• **Required action**
The lines to be copied are those below that contain "instance".

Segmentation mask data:
☆ ☆ ☆ ☆ ☆

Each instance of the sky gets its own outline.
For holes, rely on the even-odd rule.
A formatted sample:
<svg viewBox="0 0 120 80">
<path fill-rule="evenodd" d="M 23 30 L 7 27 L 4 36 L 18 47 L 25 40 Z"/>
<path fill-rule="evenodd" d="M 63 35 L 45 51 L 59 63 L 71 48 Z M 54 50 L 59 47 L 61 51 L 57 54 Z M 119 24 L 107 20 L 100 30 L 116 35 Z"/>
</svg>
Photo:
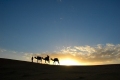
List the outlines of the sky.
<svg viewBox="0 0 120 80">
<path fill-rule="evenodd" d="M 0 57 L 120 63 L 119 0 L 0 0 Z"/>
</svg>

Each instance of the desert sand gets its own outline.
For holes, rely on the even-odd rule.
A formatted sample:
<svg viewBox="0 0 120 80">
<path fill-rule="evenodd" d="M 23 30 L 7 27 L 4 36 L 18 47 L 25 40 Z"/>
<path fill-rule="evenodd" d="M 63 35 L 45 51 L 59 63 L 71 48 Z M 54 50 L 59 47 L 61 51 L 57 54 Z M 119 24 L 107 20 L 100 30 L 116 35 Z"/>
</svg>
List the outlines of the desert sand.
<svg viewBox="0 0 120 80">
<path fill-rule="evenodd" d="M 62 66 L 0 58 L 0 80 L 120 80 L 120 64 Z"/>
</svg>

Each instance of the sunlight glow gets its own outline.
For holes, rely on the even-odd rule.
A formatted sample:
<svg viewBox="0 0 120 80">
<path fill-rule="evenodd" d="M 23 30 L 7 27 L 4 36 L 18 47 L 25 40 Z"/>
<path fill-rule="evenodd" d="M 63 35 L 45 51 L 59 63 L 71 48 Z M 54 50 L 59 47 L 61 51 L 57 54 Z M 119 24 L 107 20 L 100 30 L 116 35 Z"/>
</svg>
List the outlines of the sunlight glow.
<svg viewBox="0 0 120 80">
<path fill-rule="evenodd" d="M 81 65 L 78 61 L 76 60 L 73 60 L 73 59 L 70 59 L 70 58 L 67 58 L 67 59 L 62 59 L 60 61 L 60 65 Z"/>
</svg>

☆ ☆ ☆ ☆ ☆

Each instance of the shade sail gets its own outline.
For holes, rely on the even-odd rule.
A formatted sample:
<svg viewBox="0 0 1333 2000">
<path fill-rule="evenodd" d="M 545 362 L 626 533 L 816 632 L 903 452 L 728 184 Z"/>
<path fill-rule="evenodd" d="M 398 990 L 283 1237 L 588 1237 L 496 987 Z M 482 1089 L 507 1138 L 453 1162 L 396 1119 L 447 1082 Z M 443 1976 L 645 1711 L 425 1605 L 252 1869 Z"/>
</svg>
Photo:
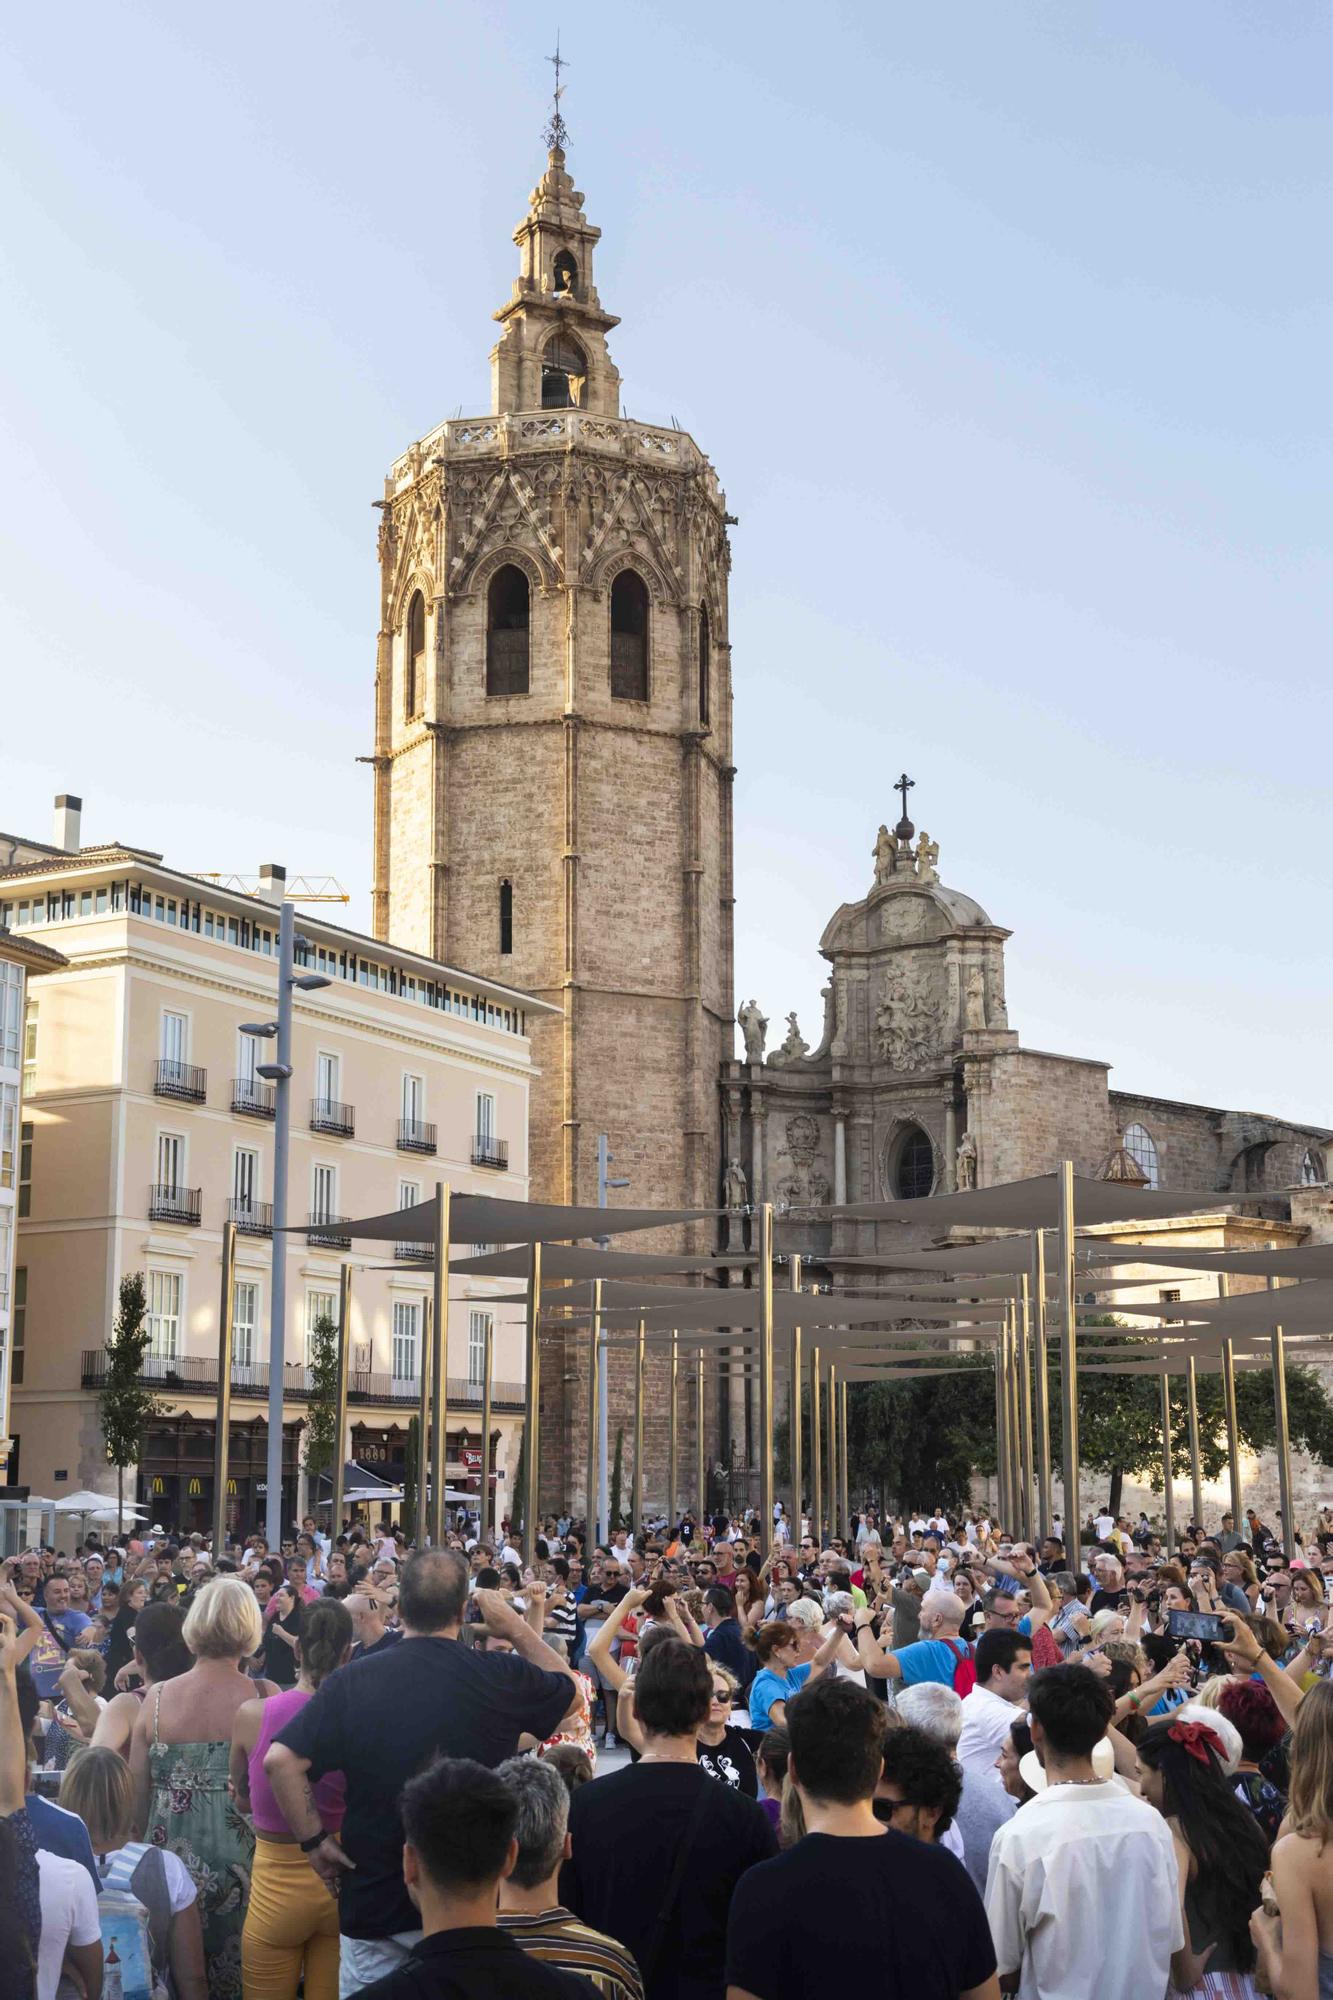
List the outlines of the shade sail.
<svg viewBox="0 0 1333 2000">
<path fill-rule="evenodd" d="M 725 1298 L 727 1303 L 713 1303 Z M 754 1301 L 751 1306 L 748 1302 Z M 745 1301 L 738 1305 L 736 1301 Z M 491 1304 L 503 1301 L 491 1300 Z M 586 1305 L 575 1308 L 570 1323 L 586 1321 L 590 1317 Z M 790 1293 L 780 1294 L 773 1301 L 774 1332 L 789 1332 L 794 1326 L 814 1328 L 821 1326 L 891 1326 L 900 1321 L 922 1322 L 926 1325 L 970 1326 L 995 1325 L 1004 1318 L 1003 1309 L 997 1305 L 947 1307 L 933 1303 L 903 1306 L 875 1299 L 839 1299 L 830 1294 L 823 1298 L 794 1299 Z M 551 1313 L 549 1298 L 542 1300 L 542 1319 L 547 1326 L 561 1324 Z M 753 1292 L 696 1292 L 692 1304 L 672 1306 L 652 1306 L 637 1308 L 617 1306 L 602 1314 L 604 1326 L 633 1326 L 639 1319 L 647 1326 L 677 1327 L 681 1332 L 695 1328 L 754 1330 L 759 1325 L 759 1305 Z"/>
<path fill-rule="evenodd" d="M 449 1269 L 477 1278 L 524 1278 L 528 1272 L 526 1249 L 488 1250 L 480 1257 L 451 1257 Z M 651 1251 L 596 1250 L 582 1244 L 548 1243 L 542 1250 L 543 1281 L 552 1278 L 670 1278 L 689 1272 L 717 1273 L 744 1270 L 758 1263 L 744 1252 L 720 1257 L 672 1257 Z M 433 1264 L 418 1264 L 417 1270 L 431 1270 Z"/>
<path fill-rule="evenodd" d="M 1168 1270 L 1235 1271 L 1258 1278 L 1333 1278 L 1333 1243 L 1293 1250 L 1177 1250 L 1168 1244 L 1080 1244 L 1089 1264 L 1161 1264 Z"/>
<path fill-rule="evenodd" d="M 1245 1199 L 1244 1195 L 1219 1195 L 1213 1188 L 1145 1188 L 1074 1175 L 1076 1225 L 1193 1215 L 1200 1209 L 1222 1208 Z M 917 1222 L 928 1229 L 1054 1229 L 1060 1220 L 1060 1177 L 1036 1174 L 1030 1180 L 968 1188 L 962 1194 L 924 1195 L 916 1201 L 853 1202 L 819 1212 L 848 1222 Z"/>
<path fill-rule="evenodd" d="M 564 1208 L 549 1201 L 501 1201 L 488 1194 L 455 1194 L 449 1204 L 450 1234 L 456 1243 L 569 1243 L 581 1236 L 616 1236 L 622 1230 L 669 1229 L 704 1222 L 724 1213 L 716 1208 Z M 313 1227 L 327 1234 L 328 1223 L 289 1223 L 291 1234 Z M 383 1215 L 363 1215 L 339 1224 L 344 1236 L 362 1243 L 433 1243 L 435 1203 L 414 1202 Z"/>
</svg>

☆ ☆ ☆ ☆ ☆

• **Answer below**
Each instance of the sky gets its own outline.
Each instance of the desert sand gets its own outline.
Each instance of the sunlight glow gets its own outline.
Each instance of the shade sail gets its own outline.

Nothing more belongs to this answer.